● Source passage
As usual, Disney toned down a folktale whose traditional versions are even more harrowing. Earlier retellings have grim endings: the children are drowned or trapped in a cave or mountain. Disney changed this into a paradise or “Joyland.”  Instead of drowning in the River Weser, Disney’s rats — who look eerily like Mickey Mouse — disappear into a giant cheese wheel

The Pied Piper story has been translated into over 30 languages. Authors who retold it include the Brothers Grimm, Johann Wolfgang von Goethe, Robert Browning, and Bertholt Brecht. Browning included a moral, warning young audiences never to lie or break promises.

This haunting German folktale may have some basis in fact, but its exact origins are lost in time. Many people assume The Pied Piper is about the bubonic plague, but as the BBC points out, the dates don’t correspond to any known Plague outbreaks. Medieval European towns employed rat-catchers during infestations, but rats carried many other diseases in addition to the Plague. This makes some historians theorize the mass disappearance and rat infestation were two separate incidents, combined into one folktale centuries later.

Stored items
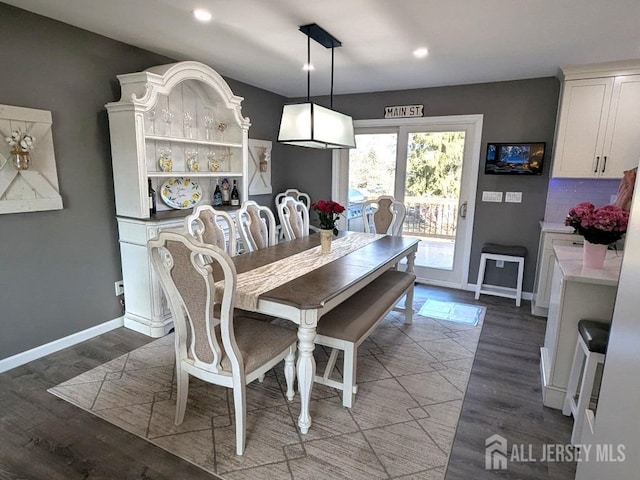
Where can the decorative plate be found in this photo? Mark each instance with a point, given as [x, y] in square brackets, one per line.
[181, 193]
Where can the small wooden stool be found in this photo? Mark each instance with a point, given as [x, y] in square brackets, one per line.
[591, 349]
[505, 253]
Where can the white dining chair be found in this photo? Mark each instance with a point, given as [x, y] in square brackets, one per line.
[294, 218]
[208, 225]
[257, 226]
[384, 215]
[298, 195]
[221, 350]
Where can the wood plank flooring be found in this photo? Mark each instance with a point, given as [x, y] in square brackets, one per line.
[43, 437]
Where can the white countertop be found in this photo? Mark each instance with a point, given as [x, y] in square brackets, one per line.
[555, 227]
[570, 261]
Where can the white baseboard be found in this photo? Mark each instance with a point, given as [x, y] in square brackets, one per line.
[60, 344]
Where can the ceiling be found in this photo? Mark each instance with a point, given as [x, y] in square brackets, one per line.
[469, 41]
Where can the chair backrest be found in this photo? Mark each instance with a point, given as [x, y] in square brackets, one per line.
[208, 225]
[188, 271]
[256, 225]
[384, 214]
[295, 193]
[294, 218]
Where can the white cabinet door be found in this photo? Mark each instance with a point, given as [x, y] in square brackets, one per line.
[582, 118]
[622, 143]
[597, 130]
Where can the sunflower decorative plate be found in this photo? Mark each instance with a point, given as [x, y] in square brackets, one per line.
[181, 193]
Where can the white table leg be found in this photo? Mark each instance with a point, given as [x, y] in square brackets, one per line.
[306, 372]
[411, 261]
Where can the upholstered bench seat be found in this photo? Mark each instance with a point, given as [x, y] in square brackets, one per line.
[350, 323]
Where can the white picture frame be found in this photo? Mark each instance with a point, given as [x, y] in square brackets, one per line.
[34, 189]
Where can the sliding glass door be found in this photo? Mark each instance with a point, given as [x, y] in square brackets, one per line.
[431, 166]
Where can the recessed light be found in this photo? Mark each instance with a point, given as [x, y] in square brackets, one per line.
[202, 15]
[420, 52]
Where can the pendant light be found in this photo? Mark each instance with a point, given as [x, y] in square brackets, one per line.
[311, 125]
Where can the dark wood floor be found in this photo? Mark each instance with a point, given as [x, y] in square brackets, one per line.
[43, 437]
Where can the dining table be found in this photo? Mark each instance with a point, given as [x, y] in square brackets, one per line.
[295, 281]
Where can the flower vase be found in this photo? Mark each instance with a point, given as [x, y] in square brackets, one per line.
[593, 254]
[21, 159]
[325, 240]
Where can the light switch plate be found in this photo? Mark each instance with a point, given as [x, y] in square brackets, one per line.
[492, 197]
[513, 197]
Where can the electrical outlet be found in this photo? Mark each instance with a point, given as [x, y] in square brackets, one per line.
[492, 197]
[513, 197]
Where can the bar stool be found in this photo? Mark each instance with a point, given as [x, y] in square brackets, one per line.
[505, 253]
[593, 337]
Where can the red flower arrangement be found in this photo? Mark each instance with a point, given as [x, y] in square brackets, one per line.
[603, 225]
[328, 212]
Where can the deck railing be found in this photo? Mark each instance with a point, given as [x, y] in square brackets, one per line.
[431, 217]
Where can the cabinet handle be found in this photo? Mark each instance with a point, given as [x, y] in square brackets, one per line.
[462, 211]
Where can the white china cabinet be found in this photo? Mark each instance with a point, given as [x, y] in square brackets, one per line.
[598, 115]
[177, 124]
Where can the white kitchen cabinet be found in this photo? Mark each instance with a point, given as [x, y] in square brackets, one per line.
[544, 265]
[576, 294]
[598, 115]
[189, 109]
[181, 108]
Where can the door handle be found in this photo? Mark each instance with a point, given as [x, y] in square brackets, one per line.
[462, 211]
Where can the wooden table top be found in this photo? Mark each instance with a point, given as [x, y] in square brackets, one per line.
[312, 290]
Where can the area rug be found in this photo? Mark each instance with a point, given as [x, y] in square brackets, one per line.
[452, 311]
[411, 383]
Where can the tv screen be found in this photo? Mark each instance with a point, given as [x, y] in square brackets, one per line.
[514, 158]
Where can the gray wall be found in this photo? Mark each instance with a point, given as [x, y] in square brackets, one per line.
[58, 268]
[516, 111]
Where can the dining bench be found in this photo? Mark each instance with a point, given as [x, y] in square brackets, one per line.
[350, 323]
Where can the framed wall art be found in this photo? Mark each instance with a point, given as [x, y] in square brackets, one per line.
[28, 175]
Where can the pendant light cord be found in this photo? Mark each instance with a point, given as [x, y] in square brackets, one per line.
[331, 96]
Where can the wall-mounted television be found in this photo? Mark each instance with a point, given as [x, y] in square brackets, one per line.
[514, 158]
==
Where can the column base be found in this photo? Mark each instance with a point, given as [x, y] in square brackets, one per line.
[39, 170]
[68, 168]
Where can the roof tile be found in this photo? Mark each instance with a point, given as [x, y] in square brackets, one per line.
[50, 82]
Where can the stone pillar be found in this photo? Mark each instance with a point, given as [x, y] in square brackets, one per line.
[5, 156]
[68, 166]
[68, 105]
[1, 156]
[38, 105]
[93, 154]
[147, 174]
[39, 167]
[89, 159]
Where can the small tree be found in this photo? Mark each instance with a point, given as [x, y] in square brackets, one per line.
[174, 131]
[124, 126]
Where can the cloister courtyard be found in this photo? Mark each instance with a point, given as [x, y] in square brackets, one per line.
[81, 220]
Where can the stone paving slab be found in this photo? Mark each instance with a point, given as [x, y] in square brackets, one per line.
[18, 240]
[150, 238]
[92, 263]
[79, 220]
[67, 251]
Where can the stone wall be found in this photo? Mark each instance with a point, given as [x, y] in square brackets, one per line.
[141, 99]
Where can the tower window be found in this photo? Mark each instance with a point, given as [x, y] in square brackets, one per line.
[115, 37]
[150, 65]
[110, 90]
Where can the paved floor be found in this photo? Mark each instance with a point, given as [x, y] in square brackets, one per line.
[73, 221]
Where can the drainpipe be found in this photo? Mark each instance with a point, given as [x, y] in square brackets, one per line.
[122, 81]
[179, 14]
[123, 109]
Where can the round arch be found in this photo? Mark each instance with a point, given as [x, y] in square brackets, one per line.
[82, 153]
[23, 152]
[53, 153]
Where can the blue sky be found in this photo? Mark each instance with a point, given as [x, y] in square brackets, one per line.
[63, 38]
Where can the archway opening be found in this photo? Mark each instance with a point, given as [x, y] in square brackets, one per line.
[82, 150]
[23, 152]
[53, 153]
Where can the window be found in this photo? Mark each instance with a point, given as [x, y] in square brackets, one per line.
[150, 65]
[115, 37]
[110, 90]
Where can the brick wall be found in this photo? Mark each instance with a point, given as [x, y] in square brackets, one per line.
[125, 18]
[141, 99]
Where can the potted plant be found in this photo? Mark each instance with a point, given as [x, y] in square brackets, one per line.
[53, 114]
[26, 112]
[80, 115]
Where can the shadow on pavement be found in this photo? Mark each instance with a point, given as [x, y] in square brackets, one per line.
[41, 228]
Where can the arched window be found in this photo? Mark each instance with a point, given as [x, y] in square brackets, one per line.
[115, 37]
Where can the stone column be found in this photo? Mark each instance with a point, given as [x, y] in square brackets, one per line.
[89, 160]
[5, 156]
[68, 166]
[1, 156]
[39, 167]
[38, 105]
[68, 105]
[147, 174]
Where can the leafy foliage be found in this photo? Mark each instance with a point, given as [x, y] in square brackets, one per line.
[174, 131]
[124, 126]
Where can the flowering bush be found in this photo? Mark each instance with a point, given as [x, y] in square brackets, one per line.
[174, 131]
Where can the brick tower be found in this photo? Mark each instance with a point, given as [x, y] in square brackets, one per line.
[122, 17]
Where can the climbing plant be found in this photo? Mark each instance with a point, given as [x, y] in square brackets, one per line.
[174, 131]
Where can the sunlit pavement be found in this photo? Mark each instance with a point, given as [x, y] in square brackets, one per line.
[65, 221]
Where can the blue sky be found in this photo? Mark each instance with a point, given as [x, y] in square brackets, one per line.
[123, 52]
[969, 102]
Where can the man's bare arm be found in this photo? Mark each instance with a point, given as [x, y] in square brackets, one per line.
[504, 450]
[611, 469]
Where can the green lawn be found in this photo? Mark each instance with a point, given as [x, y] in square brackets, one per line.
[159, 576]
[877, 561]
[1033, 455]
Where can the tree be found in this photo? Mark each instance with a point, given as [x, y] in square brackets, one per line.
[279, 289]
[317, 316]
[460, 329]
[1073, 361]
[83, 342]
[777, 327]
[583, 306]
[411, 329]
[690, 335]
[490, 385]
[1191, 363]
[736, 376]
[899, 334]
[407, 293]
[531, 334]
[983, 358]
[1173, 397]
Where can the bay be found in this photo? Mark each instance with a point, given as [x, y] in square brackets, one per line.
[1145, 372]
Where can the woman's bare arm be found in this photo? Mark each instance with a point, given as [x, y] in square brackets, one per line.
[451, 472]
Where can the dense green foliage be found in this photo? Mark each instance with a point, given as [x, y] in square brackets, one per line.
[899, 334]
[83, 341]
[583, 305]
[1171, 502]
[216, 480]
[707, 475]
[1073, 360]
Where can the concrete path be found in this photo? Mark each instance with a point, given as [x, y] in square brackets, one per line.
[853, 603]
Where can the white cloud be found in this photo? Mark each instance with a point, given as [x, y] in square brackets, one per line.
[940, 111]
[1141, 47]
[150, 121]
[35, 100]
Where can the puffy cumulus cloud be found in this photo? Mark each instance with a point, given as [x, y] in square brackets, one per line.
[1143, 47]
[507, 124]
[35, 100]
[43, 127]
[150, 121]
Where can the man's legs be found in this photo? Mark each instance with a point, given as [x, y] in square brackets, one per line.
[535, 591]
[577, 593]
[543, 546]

● Questions on the material
1) Retype the portion of the Pied Piper passage starting with "The Pied Piper story" and going on through "folktale centuries later.".
2) Per the Pied Piper passage, into how many languages has the story been translated?

● Answers
1)
The Pied Piper story has been translated into over 30 languages. Authors who retold it include the Brothers Grimm, Johann Wolfgang von Goethe, Robert Browning, and Bertholt Brecht. Browning included a moral, warning young audiences never to lie or break promises.

This haunting German folktale may have some basis in fact, but its exact origins are lost in time. Many people assume The Pied Piper is about the bubonic plague, but as the BBC points out, the dates don’t correspond to any known Plague outbreaks. Medieval European towns employed rat-catchers during infestations, but rats carried many other diseases in addition to the Plague. This makes some historians theorize the mass disappearance and rat infestation were two separate incidents, combined into one folktale centuries later.

2) Over 30 languages.